● **DIRECTIONS**: Retype the entries exactly. Include every line.

Start of DATASET

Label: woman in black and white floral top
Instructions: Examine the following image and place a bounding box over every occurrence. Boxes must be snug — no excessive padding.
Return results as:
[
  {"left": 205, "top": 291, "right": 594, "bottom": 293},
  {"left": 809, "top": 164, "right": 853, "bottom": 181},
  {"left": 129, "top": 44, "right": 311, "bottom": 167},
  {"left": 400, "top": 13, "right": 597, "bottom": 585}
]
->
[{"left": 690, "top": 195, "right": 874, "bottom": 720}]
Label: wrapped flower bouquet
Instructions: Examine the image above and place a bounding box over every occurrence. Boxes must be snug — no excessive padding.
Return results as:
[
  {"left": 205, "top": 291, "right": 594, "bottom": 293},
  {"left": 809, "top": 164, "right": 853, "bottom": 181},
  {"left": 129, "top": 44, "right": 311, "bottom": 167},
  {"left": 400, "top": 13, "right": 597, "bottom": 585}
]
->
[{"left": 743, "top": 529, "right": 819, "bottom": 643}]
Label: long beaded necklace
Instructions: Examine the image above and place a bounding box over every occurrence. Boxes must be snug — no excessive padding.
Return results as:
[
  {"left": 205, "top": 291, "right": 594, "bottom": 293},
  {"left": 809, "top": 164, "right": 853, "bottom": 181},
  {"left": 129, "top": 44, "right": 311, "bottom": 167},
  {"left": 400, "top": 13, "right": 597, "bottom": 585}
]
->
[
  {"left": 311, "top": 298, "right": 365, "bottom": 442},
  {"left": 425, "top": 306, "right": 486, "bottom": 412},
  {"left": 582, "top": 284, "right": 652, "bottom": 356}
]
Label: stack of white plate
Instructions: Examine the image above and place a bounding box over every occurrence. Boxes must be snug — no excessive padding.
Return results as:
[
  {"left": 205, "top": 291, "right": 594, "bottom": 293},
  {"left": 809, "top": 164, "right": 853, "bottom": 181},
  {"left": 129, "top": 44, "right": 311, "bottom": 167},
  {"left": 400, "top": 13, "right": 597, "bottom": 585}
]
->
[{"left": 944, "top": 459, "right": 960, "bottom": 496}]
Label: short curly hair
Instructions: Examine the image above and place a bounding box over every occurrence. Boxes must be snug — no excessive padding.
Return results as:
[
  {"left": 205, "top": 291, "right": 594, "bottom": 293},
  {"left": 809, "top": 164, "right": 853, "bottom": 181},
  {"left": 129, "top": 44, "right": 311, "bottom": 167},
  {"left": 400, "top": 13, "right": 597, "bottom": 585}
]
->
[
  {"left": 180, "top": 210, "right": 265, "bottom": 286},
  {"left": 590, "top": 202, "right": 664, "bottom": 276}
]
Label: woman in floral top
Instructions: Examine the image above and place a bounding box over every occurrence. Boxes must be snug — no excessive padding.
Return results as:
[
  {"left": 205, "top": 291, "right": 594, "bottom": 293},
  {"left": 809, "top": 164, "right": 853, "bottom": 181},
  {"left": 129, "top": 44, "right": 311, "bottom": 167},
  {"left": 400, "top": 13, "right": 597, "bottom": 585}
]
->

End of DATASET

● **REPLY**:
Label: woman in black and white floral top
Instructions: Examine the following image and place a bounding box over every occurrence. Boxes must be snug — no excessive padding.
Return results as:
[
  {"left": 205, "top": 291, "right": 594, "bottom": 293},
  {"left": 809, "top": 164, "right": 853, "bottom": 181},
  {"left": 129, "top": 44, "right": 311, "bottom": 167},
  {"left": 400, "top": 13, "right": 597, "bottom": 585}
]
->
[{"left": 690, "top": 195, "right": 874, "bottom": 720}]
Label: wrapped flower bouquet
Instructions: Examine the image above and place a bounding box over every occurrence. Boxes must be snug — no excessive padding.
Return results as:
[
  {"left": 205, "top": 291, "right": 594, "bottom": 293},
  {"left": 809, "top": 164, "right": 853, "bottom": 181},
  {"left": 129, "top": 44, "right": 311, "bottom": 167},
  {"left": 400, "top": 13, "right": 597, "bottom": 585}
]
->
[{"left": 743, "top": 529, "right": 819, "bottom": 643}]
Label: long beaded necklace
Instructions: Examine the image above and place a bounding box over every occurrence. Boxes must be snug — no excessive padding.
Return results as:
[
  {"left": 205, "top": 291, "right": 594, "bottom": 293},
  {"left": 809, "top": 164, "right": 853, "bottom": 181},
  {"left": 129, "top": 44, "right": 311, "bottom": 167},
  {"left": 400, "top": 13, "right": 597, "bottom": 585}
]
->
[
  {"left": 311, "top": 298, "right": 365, "bottom": 442},
  {"left": 425, "top": 306, "right": 486, "bottom": 412},
  {"left": 582, "top": 284, "right": 652, "bottom": 356}
]
Label: stack of white plate
Instructions: Examine the image above and place a bounding box over every occurrence. Boxes must be snug — no excessive padding.
Return results as:
[
  {"left": 205, "top": 291, "right": 594, "bottom": 293},
  {"left": 809, "top": 164, "right": 853, "bottom": 181},
  {"left": 129, "top": 44, "right": 311, "bottom": 167},
  {"left": 400, "top": 13, "right": 597, "bottom": 585}
]
->
[{"left": 944, "top": 459, "right": 960, "bottom": 496}]
Label: short curly hair
Instructions: Examine the image above and place a bounding box over every occurrence. Boxes must be snug — no excessive padding.
Return results as:
[
  {"left": 205, "top": 291, "right": 594, "bottom": 293},
  {"left": 809, "top": 164, "right": 853, "bottom": 181},
  {"left": 129, "top": 44, "right": 311, "bottom": 167},
  {"left": 400, "top": 13, "right": 597, "bottom": 585}
]
->
[
  {"left": 180, "top": 210, "right": 265, "bottom": 286},
  {"left": 590, "top": 202, "right": 664, "bottom": 276}
]
Label: woman in floral top
Instructions: Examine the image above and place a bounding box over every occurrence. Boxes must be snug — no excessive padding.
Return results as:
[
  {"left": 205, "top": 291, "right": 594, "bottom": 293},
  {"left": 809, "top": 164, "right": 853, "bottom": 181},
  {"left": 129, "top": 44, "right": 311, "bottom": 167},
  {"left": 400, "top": 13, "right": 597, "bottom": 585}
]
->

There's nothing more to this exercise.